## START PAGE

This story is the first feature in a new Vox special project, Changing With Our Climate, a limited series exploring Indigenous solutions to extreme weather rooted in history — and the future.
Alaska
What 6 degrees of warming means for a community built on ice
When Priscilla Frankson thinks about home, she thinks about ice — thick sea ice stretching out toward the horizon.
Frankson, an Iñupiaq masters student in Tribal Leadership and Governance at Arizona State University, is from Point Hope (Tikiġaq), Alaska, a small city about 125 miles above the Arctic Circle and one of the northernmost communities in the United States.
“For us, the ice is a part of land, even though every single year it changes and it’s always different,” she said. “I think of the way that my boots kind of crackle over the ice, or the different sounds that it makes when there’s a very thin kind of sheet of snow on the top, and how it’s a little bit softer.”
In Point Hope, where summer temperatures rarely break 60 degrees, ice and cold are a part of life. Thick, reliable sea ice is essential for harvesting whales, a key part of the subsistence diets, a lifestyle built around harvesting wild foods for personal and community use, of Point Hope’s Iñupiaq residents.
Growing up, even when temperatures reached 40 below zero, Frankson would bundle up to go play outside in the snow or go hunting on the ice, while whales passed by. And on cold, cloudless nights, the northern lights would be spectacularly clear, flashing and dancing across the sky. It was a sight that Frankson said still seems too incredible to be real — even after years of observing it.
But climate change is threatening all of this.
Alaska is warming up to three times faster than the rest of the world, and the Arctic is warming nearly double that. Alaska’s North Slope, where Point Hope is located, saw an average annual temperature increase of 6 degrees since 1971. Since 1970, the US as a whole has warmed by 2.6 degrees.

## END PAGE
## START STORED RECORDS

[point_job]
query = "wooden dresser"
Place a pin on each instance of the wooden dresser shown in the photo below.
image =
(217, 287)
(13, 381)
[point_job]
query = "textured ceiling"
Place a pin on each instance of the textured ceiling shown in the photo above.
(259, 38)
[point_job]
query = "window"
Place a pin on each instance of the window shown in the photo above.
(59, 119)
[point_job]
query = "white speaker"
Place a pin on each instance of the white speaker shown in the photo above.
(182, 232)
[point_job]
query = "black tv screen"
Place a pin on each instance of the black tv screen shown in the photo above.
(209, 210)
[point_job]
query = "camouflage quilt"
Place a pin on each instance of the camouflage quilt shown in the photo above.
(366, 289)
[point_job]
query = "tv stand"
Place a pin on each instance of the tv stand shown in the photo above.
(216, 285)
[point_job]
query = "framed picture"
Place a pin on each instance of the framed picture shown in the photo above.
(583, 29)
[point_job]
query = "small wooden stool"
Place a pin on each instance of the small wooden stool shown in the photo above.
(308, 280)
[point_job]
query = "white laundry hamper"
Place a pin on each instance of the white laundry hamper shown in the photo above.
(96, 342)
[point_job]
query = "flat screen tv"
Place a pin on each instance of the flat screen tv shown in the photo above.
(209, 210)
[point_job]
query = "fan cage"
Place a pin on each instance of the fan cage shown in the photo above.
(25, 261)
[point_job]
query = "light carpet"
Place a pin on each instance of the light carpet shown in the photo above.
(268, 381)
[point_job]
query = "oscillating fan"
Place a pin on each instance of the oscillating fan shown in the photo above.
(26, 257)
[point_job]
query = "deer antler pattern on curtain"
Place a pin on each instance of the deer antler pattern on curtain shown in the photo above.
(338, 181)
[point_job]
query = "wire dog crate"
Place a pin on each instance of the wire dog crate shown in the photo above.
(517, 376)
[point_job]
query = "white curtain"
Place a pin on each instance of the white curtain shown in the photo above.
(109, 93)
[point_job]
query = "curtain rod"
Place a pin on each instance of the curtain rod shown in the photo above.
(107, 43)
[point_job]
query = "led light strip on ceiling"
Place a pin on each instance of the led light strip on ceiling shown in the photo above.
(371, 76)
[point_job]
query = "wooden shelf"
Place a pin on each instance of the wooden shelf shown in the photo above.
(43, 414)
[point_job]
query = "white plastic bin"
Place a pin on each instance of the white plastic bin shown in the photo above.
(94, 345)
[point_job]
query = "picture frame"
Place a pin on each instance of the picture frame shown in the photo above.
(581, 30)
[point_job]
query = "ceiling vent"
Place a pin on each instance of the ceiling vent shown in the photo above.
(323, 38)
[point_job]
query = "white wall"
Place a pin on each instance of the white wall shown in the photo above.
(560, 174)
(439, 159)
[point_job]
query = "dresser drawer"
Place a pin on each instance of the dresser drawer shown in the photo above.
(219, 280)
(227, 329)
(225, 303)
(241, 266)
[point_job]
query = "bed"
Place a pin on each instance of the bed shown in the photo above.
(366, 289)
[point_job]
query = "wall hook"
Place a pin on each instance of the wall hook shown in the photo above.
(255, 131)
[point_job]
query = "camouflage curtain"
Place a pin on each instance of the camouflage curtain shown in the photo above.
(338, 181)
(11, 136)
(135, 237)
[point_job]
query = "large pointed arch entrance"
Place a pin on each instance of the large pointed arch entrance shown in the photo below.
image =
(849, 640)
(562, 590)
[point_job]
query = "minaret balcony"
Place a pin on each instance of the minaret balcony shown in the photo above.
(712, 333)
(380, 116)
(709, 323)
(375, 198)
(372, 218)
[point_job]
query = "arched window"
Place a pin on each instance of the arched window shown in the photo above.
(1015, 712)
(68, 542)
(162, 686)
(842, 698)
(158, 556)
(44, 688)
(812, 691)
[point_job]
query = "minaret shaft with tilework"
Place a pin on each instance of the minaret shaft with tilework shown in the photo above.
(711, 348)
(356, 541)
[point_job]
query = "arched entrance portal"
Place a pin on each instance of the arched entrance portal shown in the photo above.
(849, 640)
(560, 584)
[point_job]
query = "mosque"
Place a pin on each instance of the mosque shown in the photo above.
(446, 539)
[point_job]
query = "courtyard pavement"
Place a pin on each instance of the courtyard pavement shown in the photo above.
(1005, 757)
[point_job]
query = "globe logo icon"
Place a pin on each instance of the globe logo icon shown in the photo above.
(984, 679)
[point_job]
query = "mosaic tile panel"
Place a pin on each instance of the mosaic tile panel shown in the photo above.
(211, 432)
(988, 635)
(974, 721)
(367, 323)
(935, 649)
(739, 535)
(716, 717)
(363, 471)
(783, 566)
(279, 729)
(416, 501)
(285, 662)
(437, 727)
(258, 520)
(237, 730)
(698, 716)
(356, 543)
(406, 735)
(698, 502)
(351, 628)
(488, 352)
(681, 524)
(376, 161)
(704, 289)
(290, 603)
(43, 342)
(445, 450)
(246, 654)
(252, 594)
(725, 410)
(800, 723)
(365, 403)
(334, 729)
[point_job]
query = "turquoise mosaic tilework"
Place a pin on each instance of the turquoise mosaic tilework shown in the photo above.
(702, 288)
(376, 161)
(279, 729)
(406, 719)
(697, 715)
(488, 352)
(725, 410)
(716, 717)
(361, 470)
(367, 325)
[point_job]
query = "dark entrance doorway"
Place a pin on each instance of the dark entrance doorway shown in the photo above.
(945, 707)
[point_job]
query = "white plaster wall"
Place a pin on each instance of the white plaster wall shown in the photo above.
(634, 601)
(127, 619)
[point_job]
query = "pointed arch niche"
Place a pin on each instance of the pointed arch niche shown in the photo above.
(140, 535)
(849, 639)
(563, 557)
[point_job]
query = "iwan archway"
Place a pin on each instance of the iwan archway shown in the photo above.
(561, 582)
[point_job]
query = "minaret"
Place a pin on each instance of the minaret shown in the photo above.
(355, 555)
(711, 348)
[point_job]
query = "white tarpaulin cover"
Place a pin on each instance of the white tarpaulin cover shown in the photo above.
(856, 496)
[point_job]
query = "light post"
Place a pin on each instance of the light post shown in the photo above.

## END STORED RECORDS

- EXERCISE SET -
1. According to the Point Hope article, how much has the average annual temperature on Alaska's North Slope risen since 1971?
2. In the Point Hope article, reproduce word for word the part that opens with the words containing "Frankson, an Iñupiaq" and closes with "the United States.".

- IN RESPONSE -
1. 6 degrees

2.
Frankson, an Iñupiaq masters student in Tribal Leadership and Governance at Arizona State University, is from Point Hope (Tikiġaq), Alaska, a small city about 125 miles above the Arctic Circle and one of the northernmost communities in the United States.